* [Work instruction]:
What you need to produce from the material below is an exact transcription of the lines from the one with "# point at: the concrete stoop" through the one with "# point at: the grass", both included, and no other line.

··· Data to process ···

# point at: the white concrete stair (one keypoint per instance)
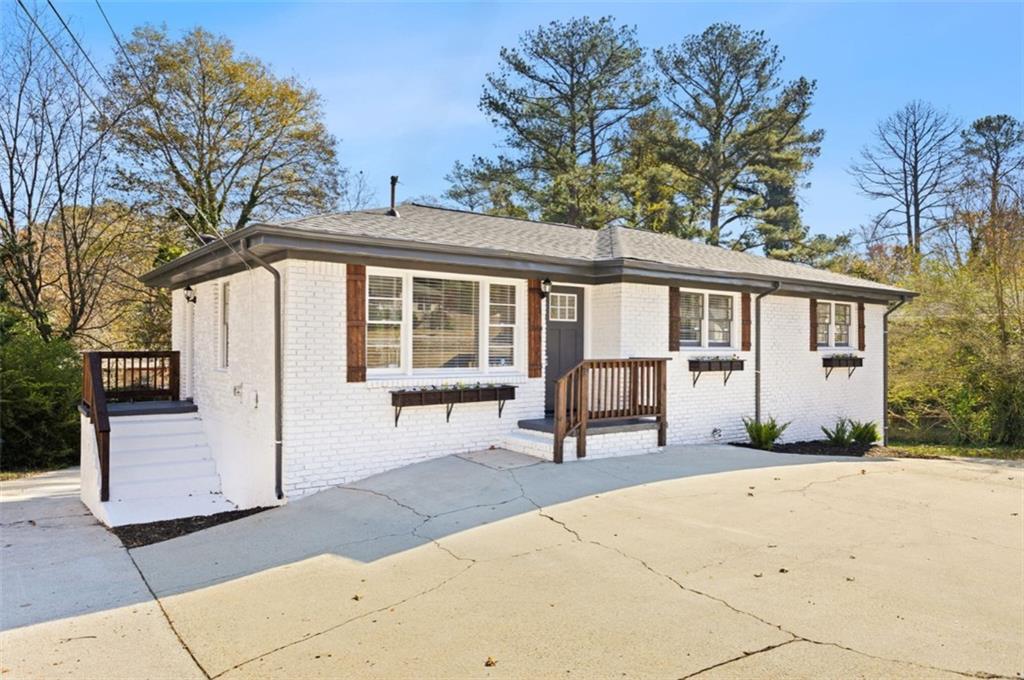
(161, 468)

···
··· Data to process ···

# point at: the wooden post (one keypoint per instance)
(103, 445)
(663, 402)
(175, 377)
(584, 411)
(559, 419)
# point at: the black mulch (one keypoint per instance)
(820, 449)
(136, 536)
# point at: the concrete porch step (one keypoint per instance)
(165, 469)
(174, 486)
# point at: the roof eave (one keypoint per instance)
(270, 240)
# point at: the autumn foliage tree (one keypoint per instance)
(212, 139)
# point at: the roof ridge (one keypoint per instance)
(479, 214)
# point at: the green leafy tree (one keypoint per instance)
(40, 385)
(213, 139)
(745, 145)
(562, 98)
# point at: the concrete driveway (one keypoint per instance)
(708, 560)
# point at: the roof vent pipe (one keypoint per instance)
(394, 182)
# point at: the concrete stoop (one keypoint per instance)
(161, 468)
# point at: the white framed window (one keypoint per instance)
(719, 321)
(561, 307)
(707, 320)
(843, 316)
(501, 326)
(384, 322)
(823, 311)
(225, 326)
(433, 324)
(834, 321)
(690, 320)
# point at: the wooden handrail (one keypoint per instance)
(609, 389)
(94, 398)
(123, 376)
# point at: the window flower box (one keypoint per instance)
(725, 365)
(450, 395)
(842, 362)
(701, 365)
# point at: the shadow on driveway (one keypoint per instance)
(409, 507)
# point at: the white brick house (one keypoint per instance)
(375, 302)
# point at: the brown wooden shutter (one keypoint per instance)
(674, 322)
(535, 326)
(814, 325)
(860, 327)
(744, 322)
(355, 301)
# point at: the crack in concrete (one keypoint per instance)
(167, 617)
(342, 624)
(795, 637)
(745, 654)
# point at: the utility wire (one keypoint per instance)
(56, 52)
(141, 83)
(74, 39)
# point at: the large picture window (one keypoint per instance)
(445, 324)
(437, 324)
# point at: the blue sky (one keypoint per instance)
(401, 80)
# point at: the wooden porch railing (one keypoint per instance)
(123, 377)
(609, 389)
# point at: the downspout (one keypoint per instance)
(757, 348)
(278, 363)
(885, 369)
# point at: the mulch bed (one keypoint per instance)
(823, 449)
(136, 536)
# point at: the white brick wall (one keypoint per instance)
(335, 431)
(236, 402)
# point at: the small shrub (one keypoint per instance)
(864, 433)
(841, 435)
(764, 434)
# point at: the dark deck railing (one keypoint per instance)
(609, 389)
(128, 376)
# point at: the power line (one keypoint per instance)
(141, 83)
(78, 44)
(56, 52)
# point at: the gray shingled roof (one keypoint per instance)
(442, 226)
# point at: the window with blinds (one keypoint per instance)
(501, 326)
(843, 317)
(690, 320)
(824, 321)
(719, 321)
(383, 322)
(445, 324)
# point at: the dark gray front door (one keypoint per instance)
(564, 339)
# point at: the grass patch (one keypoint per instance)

···
··· Data to process ···

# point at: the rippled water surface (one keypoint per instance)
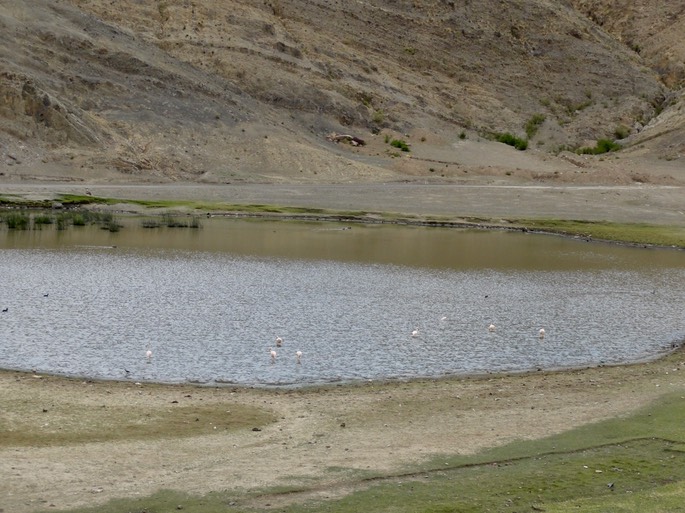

···

* [Reply]:
# point at: the concrete stoop (one keypoint per instance)
(161, 468)
# point at: the white framed window (one keypoint per instance)
(719, 321)
(561, 307)
(707, 320)
(843, 316)
(501, 326)
(384, 322)
(823, 311)
(225, 326)
(433, 324)
(834, 321)
(690, 320)
# point at: the wooden handrail (one keypoint per instance)
(609, 389)
(94, 398)
(123, 376)
# point at: the window flower box (one keypoint per instance)
(725, 365)
(450, 395)
(842, 362)
(701, 365)
# point at: the shadow on driveway (one keypoint per instance)
(409, 507)
# point at: the white brick house (one keypoint per instance)
(375, 302)
# point at: the brown wooden shutter (one keypoint per instance)
(674, 322)
(535, 326)
(814, 325)
(860, 327)
(744, 322)
(355, 301)
# point at: the crack in concrete (one keypoint per instance)
(167, 617)
(342, 624)
(795, 637)
(745, 654)
# point at: the utility wire (one keypoint per instance)
(56, 52)
(141, 83)
(74, 39)
# point at: the large picture window (one keypoint per instance)
(445, 324)
(437, 324)
# point at: the blue sky (one keypoint per instance)
(401, 80)
# point at: the wooden porch railing (one keypoint per instance)
(123, 377)
(609, 389)
# point at: the downspout (one keypoint per instance)
(757, 348)
(278, 363)
(885, 369)
# point at: the mulch bed (one keypoint per instance)
(823, 449)
(136, 536)
# point at: the white brick wall (one keypoint per instance)
(335, 431)
(236, 402)
# point at: the small shrub (one keypoint per instance)
(864, 433)
(841, 435)
(764, 434)
# point at: the dark deck railing (one keypoint per instance)
(609, 389)
(128, 376)
# point at: the power line (one keypoint per instance)
(141, 83)
(78, 44)
(56, 52)
# point at: the gray shingled roof (one keypoint per instance)
(442, 226)
# point at: the window with blinds (one keypoint per instance)
(501, 326)
(843, 317)
(690, 320)
(824, 321)
(719, 321)
(383, 322)
(445, 324)
# point at: the dark gray front door (one keypoint per instance)
(564, 339)
# point at: the grass patch (one keypoint per instance)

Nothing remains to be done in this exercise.